> Textausschnitt:
---

    Vor ein paar Tagen hat die UKIP nun den Startschuss ihrer Kampagne für die Wahl im Mai gegeben. Ihre Botschaften richten sich mit Nachdruck gegen die Zuwanderung aus anderen EU-Staaten, sind sehr zugespitzt formuliert und lauten zum Beispiel: "26 million people in Europe are looking for work. And whose jobs are they after?" (26 Millionen Menschen in Europa suchen Arbeit. Und wessen Jobs wollen sie?) Während Labour-Politiker die Plakate als rassistisch anprangerten, fiel BBC-Reporter Nick Robinson etwas viel Besseres ein, um das Selbstverständnis von UKIP ein wenig ins Wanken zu bringen und ihre Waffen gegen sie selbst zu richten.

---

> Extrahiertes Material:
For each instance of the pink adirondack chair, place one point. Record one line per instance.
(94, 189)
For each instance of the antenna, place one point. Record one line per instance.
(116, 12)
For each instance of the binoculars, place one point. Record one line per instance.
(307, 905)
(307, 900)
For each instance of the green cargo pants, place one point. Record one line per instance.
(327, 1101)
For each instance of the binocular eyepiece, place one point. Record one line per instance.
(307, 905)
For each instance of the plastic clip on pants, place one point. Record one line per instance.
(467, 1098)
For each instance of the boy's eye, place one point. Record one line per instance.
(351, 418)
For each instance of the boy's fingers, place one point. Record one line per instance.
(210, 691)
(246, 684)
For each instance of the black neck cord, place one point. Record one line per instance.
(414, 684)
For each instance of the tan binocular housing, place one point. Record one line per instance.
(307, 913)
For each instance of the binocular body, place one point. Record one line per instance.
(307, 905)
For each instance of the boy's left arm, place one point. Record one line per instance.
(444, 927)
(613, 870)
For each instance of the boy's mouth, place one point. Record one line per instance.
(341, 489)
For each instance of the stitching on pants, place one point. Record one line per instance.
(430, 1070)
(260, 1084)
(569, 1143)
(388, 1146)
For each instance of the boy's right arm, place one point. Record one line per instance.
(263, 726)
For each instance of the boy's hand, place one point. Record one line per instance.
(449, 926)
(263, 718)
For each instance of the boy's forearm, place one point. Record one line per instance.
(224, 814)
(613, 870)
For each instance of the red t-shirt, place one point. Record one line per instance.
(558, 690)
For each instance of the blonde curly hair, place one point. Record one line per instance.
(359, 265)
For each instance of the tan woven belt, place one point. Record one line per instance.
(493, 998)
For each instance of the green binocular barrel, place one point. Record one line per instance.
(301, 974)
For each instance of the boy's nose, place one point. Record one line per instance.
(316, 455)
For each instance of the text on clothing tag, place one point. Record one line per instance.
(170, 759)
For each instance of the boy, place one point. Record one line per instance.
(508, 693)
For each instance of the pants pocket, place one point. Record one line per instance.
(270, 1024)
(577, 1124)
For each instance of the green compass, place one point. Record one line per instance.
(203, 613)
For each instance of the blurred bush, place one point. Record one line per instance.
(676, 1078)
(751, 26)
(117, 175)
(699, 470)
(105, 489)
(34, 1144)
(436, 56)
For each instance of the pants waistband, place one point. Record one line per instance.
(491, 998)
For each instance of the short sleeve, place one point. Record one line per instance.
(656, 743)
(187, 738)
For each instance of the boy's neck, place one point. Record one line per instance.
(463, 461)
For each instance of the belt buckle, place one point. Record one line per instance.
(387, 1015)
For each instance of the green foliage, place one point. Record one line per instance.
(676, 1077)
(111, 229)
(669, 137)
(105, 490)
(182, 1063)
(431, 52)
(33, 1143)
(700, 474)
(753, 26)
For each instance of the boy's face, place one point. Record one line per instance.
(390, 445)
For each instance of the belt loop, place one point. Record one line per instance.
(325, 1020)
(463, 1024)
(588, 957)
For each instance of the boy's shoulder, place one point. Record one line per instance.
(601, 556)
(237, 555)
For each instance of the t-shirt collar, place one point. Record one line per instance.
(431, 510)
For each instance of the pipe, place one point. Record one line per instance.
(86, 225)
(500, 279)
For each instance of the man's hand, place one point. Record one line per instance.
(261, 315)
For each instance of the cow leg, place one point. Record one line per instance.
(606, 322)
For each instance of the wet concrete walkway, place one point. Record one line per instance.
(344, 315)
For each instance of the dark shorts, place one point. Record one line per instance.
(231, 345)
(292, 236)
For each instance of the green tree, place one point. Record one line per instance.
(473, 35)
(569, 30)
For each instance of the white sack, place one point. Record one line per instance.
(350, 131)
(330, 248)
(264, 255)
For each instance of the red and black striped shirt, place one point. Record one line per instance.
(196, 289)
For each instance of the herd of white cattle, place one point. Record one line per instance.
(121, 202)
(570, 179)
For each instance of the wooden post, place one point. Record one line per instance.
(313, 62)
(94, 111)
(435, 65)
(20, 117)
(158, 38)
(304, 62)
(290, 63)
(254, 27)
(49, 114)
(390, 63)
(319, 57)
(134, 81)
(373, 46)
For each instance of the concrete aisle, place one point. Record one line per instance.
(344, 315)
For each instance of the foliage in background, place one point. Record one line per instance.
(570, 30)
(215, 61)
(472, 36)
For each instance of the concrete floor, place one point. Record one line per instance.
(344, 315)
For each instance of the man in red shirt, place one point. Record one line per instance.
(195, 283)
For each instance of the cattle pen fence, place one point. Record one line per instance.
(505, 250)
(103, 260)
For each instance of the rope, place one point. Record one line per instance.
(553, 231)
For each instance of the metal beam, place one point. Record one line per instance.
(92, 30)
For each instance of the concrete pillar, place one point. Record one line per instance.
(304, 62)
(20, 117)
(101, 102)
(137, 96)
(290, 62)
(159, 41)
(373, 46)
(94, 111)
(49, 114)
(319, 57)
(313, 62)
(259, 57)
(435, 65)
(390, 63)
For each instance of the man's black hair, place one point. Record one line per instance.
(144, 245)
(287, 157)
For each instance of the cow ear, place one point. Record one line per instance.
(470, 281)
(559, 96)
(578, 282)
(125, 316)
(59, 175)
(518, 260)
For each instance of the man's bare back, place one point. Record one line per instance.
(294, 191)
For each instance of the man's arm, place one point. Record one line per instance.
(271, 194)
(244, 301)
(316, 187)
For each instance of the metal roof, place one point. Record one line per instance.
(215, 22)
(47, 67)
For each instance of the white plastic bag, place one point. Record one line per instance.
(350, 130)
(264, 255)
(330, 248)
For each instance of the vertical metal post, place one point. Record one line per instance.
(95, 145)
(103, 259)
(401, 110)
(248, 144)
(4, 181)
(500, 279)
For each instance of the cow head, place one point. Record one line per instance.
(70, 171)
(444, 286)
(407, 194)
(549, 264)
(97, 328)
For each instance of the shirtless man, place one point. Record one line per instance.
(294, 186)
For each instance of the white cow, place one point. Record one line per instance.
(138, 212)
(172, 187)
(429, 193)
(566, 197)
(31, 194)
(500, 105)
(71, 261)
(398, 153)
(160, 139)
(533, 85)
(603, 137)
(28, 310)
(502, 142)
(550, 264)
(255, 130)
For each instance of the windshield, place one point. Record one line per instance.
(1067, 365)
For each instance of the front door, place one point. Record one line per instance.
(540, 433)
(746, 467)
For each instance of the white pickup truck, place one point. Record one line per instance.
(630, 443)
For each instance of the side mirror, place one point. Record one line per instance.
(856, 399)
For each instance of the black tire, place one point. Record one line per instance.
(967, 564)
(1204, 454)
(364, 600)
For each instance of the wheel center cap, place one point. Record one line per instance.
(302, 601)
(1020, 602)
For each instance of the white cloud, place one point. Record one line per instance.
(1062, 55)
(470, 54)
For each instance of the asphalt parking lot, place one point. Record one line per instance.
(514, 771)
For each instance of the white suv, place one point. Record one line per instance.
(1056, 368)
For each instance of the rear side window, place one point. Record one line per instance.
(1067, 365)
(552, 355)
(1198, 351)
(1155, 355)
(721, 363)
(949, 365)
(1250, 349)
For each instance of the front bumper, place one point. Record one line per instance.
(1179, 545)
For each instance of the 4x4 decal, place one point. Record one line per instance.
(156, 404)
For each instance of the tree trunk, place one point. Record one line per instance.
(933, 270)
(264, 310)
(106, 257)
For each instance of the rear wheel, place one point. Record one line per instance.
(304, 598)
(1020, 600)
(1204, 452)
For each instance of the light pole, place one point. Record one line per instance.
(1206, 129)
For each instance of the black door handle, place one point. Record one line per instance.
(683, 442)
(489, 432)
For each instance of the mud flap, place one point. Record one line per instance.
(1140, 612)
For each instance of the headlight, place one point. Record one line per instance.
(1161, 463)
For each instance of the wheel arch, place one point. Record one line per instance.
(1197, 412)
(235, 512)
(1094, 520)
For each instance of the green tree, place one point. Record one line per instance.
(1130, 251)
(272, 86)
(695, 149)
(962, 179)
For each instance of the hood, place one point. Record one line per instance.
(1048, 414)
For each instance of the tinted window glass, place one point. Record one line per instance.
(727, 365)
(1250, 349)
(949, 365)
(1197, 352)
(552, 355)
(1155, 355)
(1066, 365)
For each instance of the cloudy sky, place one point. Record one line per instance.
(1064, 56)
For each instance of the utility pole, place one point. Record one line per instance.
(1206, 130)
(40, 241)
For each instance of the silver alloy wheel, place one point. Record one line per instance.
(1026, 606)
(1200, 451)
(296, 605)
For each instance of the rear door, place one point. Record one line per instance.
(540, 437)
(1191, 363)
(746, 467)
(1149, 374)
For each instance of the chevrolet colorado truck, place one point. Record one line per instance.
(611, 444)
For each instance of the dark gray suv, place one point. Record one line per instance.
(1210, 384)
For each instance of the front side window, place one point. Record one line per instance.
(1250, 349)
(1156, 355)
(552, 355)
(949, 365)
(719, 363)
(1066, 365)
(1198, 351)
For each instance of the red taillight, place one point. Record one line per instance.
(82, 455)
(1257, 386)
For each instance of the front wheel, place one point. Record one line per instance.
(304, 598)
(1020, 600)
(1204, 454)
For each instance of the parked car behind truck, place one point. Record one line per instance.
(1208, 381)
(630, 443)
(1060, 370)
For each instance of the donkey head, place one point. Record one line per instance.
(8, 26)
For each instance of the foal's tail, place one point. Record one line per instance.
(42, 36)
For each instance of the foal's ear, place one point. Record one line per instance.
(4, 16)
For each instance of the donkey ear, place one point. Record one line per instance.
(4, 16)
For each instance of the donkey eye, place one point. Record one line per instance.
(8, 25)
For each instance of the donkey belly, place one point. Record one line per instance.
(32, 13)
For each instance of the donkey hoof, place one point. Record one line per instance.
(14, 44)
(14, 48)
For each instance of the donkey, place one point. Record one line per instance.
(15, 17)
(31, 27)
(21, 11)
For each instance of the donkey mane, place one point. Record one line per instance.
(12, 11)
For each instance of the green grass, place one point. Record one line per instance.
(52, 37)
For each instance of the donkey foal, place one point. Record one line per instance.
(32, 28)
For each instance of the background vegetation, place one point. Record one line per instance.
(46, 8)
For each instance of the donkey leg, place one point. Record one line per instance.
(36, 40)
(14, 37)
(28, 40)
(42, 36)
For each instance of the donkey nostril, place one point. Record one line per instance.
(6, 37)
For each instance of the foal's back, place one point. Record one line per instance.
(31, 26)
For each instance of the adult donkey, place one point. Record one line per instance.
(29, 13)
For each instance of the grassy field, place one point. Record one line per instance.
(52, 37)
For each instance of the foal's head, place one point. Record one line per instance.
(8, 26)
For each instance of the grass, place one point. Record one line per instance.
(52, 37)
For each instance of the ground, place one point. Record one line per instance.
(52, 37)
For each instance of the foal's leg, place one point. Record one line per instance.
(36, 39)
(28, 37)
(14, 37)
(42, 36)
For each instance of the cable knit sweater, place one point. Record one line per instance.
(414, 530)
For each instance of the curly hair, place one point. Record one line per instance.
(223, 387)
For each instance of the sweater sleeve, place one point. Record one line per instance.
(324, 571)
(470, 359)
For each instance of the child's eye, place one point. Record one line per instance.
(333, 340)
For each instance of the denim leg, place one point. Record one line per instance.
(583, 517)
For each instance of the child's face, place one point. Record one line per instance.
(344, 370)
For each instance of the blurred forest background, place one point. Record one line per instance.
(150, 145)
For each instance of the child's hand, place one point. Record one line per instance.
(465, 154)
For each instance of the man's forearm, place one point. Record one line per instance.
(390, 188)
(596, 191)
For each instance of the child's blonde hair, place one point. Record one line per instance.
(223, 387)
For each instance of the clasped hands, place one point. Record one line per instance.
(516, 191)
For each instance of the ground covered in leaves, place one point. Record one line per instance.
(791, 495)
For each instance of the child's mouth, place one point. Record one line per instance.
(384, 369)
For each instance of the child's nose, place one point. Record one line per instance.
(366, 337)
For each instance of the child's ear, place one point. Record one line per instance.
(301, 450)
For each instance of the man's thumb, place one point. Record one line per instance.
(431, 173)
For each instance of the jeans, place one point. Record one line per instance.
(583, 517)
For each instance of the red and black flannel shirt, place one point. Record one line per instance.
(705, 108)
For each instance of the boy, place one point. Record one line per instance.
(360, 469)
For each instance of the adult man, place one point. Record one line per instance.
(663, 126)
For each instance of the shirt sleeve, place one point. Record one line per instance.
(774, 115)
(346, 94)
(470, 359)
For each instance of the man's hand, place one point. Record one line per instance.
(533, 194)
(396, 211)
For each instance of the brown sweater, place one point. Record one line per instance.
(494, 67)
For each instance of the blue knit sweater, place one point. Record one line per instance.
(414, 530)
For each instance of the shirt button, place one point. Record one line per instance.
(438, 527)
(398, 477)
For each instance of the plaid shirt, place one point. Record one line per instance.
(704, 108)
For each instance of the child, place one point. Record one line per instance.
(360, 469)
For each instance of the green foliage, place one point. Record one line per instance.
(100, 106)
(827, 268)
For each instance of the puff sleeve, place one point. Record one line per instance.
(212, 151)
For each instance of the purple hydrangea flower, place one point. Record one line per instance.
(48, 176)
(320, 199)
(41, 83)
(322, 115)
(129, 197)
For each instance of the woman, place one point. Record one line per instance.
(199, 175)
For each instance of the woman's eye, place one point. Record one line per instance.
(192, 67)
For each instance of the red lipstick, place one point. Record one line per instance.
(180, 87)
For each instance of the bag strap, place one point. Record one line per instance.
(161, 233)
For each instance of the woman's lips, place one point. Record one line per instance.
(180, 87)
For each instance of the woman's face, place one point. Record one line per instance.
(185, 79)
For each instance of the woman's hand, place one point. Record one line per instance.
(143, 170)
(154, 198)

---

> Zu erledigen: Kannst du aus dem Textausschnitt über die UKIP-Kampagne den Teil wortgetreu abschreiben, der mit den Worten „Vor ein paar“ beginnt und mit „selbst zu richten.“ endet?

> Schriftliche Antwort:
    Vor ein paar Tagen hat die UKIP nun den Startschuss ihrer Kampagne für die Wahl im Mai gegeben. Ihre Botschaften richten sich mit Nachdruck gegen die Zuwanderung aus anderen EU-Staaten, sind sehr zugespitzt formuliert und lauten zum Beispiel: "26 million people in Europe are looking for work. And whose jobs are they after?" (26 Millionen Menschen in Europa suchen Arbeit. Und wessen Jobs wollen sie?) Während Labour-Politiker die Plakate als rassistisch anprangerten, fiel BBC-Reporter Nick Robinson etwas viel Besseres ein, um das Selbstverständnis von UKIP ein wenig ins Wanken zu bringen und ihre Waffen gegen sie selbst zu richten.